**Input for this task**
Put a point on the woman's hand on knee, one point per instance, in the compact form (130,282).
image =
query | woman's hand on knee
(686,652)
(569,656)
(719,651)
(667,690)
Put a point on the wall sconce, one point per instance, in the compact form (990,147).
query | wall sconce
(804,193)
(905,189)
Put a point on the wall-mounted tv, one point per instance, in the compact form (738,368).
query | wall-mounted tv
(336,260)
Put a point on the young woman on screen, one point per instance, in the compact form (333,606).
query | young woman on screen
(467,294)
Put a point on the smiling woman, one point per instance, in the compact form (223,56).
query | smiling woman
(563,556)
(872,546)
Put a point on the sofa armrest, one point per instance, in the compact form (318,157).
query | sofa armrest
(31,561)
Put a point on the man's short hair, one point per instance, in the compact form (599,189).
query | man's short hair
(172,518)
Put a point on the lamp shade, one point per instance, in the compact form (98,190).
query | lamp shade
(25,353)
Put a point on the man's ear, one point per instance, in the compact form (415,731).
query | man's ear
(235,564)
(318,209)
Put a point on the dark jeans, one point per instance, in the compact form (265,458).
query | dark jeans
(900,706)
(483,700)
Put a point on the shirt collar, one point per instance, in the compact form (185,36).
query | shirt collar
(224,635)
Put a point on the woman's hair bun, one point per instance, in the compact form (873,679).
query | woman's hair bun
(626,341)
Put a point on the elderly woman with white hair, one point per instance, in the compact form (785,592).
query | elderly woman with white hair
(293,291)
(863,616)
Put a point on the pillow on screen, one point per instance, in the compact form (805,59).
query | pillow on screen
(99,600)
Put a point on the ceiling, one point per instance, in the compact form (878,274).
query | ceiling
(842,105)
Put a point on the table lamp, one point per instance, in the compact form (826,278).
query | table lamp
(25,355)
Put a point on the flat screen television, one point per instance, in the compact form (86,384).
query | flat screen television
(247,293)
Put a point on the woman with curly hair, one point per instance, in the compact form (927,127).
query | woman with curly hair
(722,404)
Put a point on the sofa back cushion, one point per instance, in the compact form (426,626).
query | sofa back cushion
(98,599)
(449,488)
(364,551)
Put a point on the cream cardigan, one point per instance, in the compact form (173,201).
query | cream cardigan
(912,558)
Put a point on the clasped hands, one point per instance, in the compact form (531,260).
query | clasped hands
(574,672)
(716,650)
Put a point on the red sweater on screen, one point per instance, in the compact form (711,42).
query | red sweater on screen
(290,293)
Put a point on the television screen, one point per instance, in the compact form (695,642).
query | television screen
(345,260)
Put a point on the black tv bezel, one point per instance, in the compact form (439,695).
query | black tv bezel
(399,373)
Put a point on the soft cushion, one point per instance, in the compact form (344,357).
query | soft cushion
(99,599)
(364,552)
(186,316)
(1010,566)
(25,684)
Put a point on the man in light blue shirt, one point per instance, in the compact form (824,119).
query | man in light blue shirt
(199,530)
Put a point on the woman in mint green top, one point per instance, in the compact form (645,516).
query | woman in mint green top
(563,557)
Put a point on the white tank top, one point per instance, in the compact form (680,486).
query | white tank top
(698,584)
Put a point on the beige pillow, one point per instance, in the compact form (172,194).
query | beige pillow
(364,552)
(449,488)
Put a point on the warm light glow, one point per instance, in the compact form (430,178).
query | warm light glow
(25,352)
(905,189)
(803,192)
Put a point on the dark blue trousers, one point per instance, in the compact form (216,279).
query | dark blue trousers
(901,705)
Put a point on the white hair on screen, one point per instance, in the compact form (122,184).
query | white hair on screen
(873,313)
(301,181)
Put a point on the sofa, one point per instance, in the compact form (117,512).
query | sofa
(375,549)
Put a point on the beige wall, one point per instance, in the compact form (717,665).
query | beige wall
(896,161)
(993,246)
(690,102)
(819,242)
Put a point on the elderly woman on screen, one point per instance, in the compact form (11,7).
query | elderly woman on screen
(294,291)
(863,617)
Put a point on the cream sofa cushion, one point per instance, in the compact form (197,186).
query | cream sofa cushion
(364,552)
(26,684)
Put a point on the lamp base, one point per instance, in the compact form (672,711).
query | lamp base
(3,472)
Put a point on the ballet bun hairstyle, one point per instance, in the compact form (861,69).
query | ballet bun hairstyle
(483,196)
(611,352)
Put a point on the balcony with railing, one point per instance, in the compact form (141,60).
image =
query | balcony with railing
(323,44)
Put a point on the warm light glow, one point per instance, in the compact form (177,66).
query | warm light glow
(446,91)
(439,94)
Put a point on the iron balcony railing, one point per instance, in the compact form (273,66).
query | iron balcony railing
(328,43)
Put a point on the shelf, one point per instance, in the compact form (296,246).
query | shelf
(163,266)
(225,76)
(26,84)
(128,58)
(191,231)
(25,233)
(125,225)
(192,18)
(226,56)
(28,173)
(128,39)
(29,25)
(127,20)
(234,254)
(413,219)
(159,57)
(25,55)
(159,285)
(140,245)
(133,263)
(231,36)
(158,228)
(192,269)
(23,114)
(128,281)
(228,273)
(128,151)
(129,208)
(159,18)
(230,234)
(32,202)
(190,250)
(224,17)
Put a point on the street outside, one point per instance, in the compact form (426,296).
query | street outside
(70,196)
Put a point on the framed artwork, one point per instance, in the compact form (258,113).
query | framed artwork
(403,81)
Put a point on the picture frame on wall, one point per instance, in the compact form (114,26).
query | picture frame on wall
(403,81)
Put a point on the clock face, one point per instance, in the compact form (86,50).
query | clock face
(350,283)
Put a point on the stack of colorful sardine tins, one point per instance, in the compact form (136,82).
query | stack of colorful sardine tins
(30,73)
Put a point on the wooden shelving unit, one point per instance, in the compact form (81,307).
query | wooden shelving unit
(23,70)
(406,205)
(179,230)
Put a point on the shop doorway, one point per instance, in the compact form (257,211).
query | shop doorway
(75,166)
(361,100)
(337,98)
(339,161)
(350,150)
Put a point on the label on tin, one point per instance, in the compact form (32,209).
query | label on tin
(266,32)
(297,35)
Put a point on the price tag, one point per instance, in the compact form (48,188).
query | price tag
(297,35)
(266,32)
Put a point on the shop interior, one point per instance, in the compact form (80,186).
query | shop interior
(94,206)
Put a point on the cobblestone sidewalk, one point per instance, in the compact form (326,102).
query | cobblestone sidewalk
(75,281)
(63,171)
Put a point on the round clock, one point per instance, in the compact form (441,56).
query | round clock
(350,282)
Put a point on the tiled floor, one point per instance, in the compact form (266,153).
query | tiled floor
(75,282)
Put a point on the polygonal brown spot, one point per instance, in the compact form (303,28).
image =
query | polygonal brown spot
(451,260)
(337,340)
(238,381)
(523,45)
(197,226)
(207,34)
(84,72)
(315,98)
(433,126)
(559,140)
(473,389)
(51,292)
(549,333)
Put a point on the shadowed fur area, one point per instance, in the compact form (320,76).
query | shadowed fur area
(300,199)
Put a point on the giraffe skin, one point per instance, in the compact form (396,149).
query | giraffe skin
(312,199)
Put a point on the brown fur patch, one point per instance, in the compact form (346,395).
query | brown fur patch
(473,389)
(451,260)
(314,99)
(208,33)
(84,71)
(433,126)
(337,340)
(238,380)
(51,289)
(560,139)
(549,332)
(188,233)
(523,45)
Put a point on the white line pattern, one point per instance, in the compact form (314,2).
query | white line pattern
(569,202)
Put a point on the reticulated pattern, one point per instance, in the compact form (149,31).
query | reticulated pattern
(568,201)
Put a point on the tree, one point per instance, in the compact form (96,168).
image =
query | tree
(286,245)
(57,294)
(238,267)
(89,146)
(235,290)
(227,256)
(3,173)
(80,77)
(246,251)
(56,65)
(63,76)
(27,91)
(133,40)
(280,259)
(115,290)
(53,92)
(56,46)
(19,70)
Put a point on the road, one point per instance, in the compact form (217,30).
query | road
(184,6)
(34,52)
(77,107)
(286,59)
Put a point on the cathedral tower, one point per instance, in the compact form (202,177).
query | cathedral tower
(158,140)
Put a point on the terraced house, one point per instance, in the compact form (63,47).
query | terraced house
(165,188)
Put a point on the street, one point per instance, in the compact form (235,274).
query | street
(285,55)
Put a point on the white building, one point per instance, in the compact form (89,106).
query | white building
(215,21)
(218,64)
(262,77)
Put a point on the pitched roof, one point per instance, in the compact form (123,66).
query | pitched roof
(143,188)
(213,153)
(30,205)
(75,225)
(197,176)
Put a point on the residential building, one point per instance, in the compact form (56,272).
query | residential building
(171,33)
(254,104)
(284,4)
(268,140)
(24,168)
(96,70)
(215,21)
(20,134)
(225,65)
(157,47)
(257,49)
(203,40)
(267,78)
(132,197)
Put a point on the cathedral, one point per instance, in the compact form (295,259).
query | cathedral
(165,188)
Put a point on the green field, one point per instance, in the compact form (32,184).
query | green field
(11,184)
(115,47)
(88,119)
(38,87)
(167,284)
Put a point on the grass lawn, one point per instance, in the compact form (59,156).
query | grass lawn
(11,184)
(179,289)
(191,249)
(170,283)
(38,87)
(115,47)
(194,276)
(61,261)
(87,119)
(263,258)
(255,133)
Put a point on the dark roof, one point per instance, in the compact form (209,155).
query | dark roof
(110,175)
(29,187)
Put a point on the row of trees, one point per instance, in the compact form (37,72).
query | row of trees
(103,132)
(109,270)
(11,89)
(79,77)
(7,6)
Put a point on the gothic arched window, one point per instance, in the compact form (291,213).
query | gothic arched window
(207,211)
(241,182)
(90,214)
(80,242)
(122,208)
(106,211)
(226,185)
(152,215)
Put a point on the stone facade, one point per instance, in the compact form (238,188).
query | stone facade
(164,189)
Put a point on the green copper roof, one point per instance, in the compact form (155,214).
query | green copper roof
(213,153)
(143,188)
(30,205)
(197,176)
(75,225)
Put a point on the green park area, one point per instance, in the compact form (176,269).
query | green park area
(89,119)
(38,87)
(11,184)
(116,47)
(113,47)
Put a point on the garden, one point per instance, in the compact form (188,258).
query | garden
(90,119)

**Assignment**
Write out the records above exactly, from the opening line to the line with "Put a point on the young", including both, with nothing added.

**Written solution**
Put a point on the woman's hand on knee, one point per instance, in the compact form (130,282).
image =
query | woman's hand on knee
(686,652)
(569,656)
(719,651)
(667,690)
Put a point on the wall sconce, one point per instance, in the compact form (990,147).
query | wall sconce
(804,193)
(905,189)
Put a point on the wall-mounted tv, one point per instance, in the compact form (738,368).
query | wall-mounted tv
(336,260)
Put a point on the young woman on screen, one point per instance, in the compact form (333,606).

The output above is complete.